--- DATASET ---
▼
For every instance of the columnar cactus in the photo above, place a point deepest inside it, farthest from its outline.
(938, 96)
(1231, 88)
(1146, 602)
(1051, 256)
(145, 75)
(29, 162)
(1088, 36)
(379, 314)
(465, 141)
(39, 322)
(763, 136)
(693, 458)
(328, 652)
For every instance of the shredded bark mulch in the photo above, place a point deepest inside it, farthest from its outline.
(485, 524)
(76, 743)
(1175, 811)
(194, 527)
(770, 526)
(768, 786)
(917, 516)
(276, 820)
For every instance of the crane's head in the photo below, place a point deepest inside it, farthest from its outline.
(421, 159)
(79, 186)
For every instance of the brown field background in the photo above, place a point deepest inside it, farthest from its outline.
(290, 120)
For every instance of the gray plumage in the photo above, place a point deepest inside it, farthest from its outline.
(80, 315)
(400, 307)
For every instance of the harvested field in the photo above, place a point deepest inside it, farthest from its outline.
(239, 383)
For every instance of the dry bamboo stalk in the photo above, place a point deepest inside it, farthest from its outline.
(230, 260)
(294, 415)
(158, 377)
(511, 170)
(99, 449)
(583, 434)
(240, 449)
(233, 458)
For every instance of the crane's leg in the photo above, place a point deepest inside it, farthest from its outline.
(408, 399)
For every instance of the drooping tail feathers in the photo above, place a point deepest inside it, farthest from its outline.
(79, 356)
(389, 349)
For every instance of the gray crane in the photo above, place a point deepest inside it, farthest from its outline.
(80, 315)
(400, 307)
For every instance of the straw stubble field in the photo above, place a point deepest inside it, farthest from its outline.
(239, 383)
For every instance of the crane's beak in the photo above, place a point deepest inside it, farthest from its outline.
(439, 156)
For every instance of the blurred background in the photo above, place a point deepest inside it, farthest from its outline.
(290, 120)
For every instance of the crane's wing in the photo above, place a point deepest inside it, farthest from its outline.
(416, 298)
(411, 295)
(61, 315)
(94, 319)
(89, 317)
▲
--- EXERCISE INSTRUCTIONS ---
Output all of the records above unchanged.

--- RESPONSE ---
For every instance of the columnar cactus in the photo above, place a point deepest inside it, farthest from its outline.
(938, 96)
(1231, 88)
(1146, 602)
(1051, 256)
(145, 75)
(29, 162)
(1088, 36)
(379, 314)
(465, 141)
(39, 322)
(763, 136)
(693, 458)
(328, 652)
For every instance of the shredded bark mulch in the photo above, place a point deepest inside it, farthest from its outline.
(485, 524)
(76, 743)
(1175, 811)
(194, 527)
(770, 526)
(768, 786)
(917, 516)
(276, 820)
For every instance of the crane's head in the photo below, place a point deepest inside it, farthest from its outline.
(421, 159)
(79, 186)
For every instance of the brown field background in the photo above, place a point deepest inside it, farthest from its outline.
(290, 120)
For every instance of the gray plumage in the photo above, place a point deepest inside it, farthest from its outline.
(80, 315)
(400, 307)
For every instance of the harvested field in the photo above, place a point deepest inside it, farthest from its outline.
(239, 383)
For every instance of the dry bamboo stalk in the photo above, place a point deepest inside it, farthest from its outline.
(230, 260)
(294, 415)
(158, 377)
(511, 170)
(99, 449)
(583, 434)
(240, 449)
(233, 458)
For every instance of the crane's leg in the photo above, place a point deepest inside it, farthest from its outline.
(408, 399)
For every instance of the drooping tail feathers in the photo above, place a point deepest inside it, farthest from its outline.
(79, 356)
(389, 349)
For every instance of the gray crane in the photo above, place a point deepest inside it, farthest from its outline.
(80, 315)
(400, 307)
For every instance of the straw stubble field in the photo above, place a point deepest inside it, farthest from its outline.
(239, 383)
For every instance of the crane's beak in the photo above, place a point deepest inside it, farthest from its outline.
(439, 156)
For every instance of the blurred background in the photo above, place a point deepest inside it, farthest from its outline.
(290, 120)
For every instance of the crane's wing in the photo above, place a point deepest inside it, farthest from its outline.
(416, 298)
(411, 295)
(61, 315)
(94, 319)
(89, 317)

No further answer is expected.